§ PROBLEM REQUIREMENTS: Pull out the lines of the entries that run from the one containing "Dataset class: woman with afro hair" through the one containing "[381,185,408,199]", both included, and reproduce each line unchanged.

::::::::

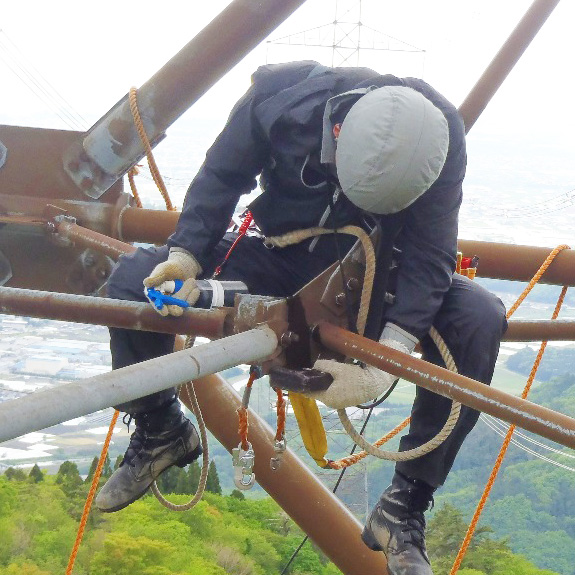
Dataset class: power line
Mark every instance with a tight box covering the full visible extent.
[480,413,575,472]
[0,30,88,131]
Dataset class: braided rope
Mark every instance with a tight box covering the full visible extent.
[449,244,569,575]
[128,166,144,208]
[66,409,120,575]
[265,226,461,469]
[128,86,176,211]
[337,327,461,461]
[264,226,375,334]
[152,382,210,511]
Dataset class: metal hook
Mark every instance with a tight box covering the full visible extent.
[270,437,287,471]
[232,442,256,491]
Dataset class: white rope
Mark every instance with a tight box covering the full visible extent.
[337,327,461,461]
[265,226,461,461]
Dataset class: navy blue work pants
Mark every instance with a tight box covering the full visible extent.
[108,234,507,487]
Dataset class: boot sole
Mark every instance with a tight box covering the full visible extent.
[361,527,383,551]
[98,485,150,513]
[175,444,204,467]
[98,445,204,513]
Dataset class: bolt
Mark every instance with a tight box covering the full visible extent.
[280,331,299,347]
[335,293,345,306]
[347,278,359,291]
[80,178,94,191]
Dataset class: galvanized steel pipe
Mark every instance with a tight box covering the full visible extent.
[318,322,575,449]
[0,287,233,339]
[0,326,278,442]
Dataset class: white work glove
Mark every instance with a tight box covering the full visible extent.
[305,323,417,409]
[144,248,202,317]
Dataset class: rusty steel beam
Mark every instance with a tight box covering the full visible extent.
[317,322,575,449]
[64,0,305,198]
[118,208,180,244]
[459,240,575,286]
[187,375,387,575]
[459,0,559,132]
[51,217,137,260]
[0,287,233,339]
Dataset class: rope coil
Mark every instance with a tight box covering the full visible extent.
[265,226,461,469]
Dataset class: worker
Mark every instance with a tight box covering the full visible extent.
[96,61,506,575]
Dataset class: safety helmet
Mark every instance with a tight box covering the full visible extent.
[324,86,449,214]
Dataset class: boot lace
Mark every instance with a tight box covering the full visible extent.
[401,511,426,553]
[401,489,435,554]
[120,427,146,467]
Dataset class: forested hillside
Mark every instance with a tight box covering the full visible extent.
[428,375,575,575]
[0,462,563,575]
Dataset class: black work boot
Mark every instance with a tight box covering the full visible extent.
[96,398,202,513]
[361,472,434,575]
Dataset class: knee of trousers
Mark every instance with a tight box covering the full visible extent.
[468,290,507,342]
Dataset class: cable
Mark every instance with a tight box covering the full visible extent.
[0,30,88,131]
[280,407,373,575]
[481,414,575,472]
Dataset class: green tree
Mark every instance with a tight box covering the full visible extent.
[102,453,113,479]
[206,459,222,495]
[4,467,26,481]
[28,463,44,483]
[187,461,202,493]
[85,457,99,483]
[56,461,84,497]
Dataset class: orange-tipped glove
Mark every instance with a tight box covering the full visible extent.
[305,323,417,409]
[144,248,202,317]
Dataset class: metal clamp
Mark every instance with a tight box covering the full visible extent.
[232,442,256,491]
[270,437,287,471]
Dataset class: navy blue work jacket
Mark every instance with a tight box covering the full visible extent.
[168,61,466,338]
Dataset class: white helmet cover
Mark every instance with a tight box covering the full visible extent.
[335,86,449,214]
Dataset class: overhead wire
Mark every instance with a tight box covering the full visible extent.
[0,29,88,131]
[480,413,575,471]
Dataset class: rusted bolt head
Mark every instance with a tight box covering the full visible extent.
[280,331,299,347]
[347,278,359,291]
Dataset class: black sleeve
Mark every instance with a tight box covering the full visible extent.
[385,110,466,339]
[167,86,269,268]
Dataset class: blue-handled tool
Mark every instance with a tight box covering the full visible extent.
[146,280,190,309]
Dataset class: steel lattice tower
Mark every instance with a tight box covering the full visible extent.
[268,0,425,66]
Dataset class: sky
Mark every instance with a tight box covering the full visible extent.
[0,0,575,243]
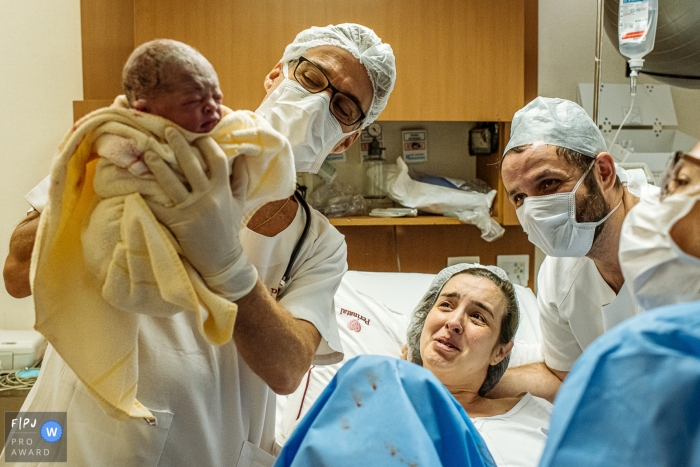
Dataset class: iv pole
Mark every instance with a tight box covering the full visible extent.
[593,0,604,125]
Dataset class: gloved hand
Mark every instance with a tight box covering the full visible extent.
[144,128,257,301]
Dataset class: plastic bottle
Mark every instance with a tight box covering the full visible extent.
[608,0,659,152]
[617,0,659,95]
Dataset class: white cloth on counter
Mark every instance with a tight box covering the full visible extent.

::::::::

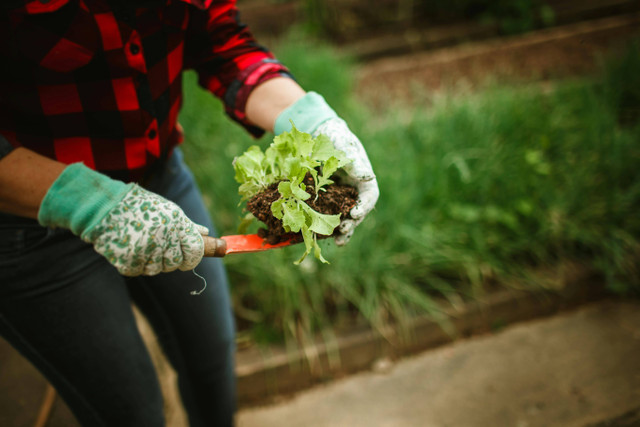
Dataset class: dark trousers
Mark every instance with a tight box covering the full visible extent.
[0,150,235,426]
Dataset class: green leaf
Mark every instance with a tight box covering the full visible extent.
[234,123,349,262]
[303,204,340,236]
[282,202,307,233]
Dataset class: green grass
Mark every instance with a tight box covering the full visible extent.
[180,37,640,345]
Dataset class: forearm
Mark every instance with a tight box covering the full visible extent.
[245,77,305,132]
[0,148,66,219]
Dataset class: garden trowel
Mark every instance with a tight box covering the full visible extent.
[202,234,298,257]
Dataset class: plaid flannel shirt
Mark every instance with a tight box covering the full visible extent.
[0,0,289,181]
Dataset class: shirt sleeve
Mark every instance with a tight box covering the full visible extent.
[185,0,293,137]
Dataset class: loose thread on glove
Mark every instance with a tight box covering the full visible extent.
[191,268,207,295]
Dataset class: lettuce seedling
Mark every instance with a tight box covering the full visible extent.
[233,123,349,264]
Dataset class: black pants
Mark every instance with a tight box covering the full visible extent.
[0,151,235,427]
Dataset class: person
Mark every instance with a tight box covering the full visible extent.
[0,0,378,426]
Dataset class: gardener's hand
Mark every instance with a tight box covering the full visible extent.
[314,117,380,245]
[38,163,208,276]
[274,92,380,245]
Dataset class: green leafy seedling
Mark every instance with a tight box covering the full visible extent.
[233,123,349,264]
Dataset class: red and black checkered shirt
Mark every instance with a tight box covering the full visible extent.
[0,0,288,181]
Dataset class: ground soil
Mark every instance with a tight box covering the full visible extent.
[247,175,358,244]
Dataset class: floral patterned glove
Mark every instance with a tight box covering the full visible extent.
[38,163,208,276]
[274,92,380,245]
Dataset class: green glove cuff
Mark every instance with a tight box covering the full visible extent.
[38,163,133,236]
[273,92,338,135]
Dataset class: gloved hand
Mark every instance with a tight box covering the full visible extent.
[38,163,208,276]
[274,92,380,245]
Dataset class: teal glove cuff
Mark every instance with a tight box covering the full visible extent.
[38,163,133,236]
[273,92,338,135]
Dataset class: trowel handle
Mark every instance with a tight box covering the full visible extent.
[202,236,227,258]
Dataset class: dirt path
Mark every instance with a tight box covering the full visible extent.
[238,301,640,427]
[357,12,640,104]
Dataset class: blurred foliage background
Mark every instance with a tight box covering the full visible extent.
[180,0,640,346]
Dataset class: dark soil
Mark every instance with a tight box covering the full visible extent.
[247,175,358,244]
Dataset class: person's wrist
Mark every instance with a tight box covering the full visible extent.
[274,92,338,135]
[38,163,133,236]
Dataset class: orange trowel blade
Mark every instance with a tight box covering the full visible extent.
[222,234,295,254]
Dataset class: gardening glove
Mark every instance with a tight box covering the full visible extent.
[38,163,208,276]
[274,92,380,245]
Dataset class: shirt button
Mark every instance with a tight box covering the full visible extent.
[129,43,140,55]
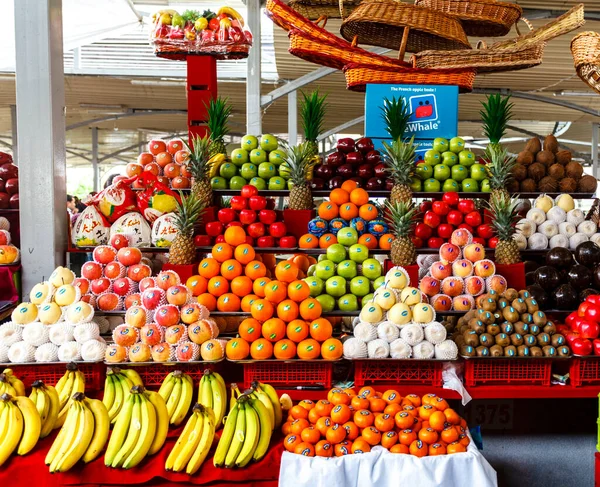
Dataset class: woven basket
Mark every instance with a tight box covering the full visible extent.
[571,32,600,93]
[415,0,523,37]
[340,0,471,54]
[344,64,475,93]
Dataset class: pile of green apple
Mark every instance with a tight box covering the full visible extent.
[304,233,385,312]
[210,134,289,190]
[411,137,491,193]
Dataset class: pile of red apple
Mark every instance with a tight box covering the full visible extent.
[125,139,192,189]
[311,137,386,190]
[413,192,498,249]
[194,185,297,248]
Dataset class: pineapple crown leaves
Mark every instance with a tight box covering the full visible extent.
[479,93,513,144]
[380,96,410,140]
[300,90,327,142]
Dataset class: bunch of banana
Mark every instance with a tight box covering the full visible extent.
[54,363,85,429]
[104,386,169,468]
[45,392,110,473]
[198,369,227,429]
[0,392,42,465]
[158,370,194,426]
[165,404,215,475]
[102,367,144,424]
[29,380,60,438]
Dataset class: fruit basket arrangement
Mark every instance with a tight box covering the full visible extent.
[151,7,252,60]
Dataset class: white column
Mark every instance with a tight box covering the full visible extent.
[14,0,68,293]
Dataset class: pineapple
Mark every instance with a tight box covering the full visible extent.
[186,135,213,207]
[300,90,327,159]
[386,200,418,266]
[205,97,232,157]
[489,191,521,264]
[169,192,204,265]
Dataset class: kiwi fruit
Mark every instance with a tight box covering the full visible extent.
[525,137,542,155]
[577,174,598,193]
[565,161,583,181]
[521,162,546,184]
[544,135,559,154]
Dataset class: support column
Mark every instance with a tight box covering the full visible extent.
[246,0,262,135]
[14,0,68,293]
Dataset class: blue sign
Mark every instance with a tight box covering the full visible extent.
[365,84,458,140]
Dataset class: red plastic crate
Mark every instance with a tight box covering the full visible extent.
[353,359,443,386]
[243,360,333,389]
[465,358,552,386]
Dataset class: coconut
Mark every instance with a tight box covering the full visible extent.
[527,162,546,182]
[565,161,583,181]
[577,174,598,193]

::::::::

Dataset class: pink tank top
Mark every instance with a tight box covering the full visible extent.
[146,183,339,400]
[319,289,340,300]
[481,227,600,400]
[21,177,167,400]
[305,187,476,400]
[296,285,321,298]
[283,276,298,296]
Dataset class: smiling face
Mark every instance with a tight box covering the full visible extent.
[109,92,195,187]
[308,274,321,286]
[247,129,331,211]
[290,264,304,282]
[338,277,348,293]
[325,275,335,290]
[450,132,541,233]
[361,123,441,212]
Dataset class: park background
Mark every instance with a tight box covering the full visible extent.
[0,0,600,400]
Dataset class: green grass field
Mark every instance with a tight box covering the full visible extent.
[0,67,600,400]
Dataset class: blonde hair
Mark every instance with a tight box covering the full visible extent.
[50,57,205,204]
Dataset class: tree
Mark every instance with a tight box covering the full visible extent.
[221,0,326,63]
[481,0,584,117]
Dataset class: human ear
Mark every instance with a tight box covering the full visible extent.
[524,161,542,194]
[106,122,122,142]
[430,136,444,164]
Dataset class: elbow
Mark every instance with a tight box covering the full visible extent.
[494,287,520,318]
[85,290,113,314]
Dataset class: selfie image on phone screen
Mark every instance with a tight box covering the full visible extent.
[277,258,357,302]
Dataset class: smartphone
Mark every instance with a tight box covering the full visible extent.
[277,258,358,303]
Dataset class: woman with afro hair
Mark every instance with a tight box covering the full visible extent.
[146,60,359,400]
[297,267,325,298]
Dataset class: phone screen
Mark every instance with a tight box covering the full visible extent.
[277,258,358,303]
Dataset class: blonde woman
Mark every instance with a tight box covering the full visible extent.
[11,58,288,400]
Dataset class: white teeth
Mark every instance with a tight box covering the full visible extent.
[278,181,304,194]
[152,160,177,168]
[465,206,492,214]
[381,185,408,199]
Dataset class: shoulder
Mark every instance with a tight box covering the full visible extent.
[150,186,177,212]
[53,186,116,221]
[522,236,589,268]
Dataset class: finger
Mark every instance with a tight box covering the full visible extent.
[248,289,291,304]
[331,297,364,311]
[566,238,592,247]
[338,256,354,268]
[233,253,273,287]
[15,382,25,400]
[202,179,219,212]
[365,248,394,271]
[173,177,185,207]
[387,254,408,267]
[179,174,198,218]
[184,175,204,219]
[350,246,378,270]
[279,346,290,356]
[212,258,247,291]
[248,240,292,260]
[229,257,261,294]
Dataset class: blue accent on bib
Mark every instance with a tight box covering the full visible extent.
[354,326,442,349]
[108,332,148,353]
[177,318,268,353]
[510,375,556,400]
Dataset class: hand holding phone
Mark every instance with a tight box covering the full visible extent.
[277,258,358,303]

::::::::

§ PROBLEM SOLUTION:
Dataset class: woman with afro hair
Mark every instance with a tight box covering the full visible extent.
[146,60,359,400]
[297,267,325,298]
Dataset class: phone screen
Mark every instance with a tight box covering the full visible extent.
[277,258,358,303]
Dataset class: blonde woman
Mark every instance with a tight box covering the full visible extent.
[11,58,288,400]
Dataset class: white teeth
Mark every instance with a tight box covering the full visible extent.
[278,181,304,194]
[152,160,177,168]
[465,206,492,214]
[381,185,408,199]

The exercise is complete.